• **Task**:
Rewrite the items below, changing "positive clicks" to "foreground clicks" wherever it appears and leaving everything else as it is.

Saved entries
Content starts
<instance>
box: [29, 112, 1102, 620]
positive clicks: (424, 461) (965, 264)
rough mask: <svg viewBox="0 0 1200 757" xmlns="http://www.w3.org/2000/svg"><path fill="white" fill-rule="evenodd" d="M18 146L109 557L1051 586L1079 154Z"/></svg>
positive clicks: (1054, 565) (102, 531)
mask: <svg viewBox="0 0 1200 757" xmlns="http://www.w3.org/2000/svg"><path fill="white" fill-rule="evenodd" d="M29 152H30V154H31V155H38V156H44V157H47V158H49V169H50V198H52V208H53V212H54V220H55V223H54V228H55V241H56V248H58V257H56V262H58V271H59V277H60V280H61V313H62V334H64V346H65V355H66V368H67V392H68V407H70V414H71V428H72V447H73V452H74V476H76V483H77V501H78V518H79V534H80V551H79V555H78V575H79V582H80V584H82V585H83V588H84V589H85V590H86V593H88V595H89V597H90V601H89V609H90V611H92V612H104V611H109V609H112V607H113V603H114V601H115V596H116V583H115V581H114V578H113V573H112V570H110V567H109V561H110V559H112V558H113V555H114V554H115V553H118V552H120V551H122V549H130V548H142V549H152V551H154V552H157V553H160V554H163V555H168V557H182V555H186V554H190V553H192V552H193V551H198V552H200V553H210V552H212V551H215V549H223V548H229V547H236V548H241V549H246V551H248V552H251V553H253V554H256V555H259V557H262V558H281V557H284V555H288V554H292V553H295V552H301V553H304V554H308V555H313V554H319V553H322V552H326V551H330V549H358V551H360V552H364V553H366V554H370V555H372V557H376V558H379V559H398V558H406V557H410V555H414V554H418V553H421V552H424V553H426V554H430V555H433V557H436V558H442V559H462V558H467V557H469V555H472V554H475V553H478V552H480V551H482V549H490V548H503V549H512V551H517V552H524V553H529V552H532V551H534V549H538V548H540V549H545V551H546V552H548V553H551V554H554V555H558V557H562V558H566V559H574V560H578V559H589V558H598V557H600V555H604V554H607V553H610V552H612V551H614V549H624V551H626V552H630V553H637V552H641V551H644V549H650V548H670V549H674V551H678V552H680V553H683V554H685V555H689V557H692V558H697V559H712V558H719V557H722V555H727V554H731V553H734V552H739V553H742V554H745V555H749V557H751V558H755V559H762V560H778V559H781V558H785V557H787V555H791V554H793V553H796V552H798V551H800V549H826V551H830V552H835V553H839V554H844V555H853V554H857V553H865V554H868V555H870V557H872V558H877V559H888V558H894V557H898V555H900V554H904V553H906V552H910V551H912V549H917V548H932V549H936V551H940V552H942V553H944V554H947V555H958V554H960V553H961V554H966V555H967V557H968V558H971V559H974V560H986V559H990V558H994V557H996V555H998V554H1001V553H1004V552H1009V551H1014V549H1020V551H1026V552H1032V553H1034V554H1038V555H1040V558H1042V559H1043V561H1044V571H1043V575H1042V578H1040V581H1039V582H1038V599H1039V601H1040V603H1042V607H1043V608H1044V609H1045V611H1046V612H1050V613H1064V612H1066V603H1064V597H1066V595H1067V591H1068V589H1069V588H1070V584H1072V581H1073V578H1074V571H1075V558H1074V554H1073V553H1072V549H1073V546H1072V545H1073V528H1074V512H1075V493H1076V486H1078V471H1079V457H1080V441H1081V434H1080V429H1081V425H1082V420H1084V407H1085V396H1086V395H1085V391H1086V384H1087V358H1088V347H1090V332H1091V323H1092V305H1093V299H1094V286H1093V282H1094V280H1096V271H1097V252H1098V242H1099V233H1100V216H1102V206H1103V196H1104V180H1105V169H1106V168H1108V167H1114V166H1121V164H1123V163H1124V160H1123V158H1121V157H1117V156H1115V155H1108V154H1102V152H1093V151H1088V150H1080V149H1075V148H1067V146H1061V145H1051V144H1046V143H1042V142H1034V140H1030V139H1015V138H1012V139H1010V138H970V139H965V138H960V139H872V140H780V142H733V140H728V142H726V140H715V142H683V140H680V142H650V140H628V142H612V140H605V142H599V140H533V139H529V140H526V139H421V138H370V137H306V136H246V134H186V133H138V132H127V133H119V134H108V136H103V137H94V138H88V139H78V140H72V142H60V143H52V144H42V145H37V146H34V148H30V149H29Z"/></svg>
Content ends
• **Answer**:
<instance>
box: [29, 112, 1102, 620]
foreground clicks: (424, 461) (965, 264)
rough mask: <svg viewBox="0 0 1200 757" xmlns="http://www.w3.org/2000/svg"><path fill="white" fill-rule="evenodd" d="M18 146L109 557L1051 586L1079 154Z"/></svg>
foreground clicks: (1054, 565) (102, 531)
mask: <svg viewBox="0 0 1200 757" xmlns="http://www.w3.org/2000/svg"><path fill="white" fill-rule="evenodd" d="M29 152H30V154H31V155H38V156H44V157H47V158H49V169H50V198H52V208H53V212H54V220H55V223H54V228H55V241H56V248H58V257H56V262H58V271H59V277H60V280H61V313H62V334H64V346H65V355H66V368H67V392H68V407H70V414H71V428H72V447H73V452H74V476H76V483H77V501H78V518H79V534H80V551H79V555H78V575H79V582H80V584H82V585H83V588H84V589H85V590H86V593H88V595H89V597H90V601H89V609H90V611H92V612H104V611H109V609H112V607H113V603H114V601H115V596H116V583H115V581H114V578H113V573H112V570H110V567H109V561H110V559H112V558H113V555H114V554H115V553H118V552H120V551H122V549H130V548H142V549H152V551H154V552H157V553H160V554H163V555H168V557H182V555H186V554H190V553H192V552H193V551H198V552H200V553H210V552H212V551H215V549H223V548H229V547H236V548H241V549H246V551H248V552H251V553H253V554H256V555H259V557H262V558H281V557H284V555H288V554H292V553H295V552H301V553H304V554H308V555H313V554H319V553H322V552H326V551H330V549H358V551H360V552H364V553H366V554H370V555H372V557H376V558H379V559H398V558H406V557H410V555H414V554H418V553H421V552H424V553H426V554H430V555H433V557H436V558H442V559H462V558H467V557H469V555H472V554H475V553H478V552H480V551H482V549H490V548H503V549H512V551H517V552H524V553H529V552H532V551H534V549H538V548H540V549H545V551H546V552H548V553H551V554H554V555H558V557H562V558H566V559H574V560H578V559H589V558H598V557H600V555H604V554H607V553H610V552H612V551H614V549H624V551H626V552H630V553H637V552H641V551H644V549H650V548H670V549H674V551H678V552H680V553H683V554H685V555H689V557H692V558H697V559H712V558H719V557H722V555H727V554H731V553H734V552H739V553H742V554H745V555H749V557H751V558H755V559H762V560H778V559H781V558H785V557H787V555H791V554H793V553H796V552H798V551H800V549H826V551H830V552H835V553H839V554H844V555H853V554H857V553H865V554H868V555H870V557H872V558H877V559H888V558H894V557H898V555H900V554H904V553H906V552H910V551H912V549H917V548H932V549H936V551H940V552H942V553H944V554H947V555H958V554H960V553H961V554H966V555H967V557H968V558H971V559H974V560H986V559H990V558H994V557H996V555H998V554H1001V553H1004V552H1009V551H1014V549H1020V551H1026V552H1032V553H1034V554H1038V555H1040V558H1042V559H1043V561H1044V571H1043V575H1042V578H1040V581H1039V582H1038V599H1039V601H1040V603H1042V607H1043V608H1044V609H1045V611H1046V612H1050V613H1064V612H1066V603H1064V597H1066V595H1067V591H1068V589H1069V588H1070V584H1072V581H1073V578H1074V571H1075V558H1074V554H1073V553H1072V549H1073V546H1072V545H1073V528H1074V512H1075V493H1076V486H1078V471H1079V457H1080V441H1081V434H1080V429H1081V425H1082V420H1084V407H1085V396H1086V395H1085V391H1086V384H1087V358H1088V347H1090V332H1091V323H1092V305H1093V299H1094V286H1093V282H1094V280H1096V271H1097V252H1098V242H1099V233H1100V216H1102V206H1103V196H1104V180H1105V169H1106V168H1108V167H1114V166H1121V164H1123V163H1124V160H1123V158H1121V157H1117V156H1115V155H1108V154H1102V152H1093V151H1088V150H1080V149H1075V148H1067V146H1061V145H1051V144H1046V143H1042V142H1034V140H1030V139H1015V138H1012V139H1010V138H970V139H965V138H960V139H872V140H780V142H733V140H728V142H726V140H715V142H683V140H680V142H650V140H628V142H612V140H605V142H599V140H533V139H529V140H526V139H421V138H370V137H306V136H246V134H186V133H138V132H127V133H119V134H108V136H103V137H94V138H88V139H78V140H72V142H60V143H52V144H42V145H37V146H34V148H30V149H29Z"/></svg>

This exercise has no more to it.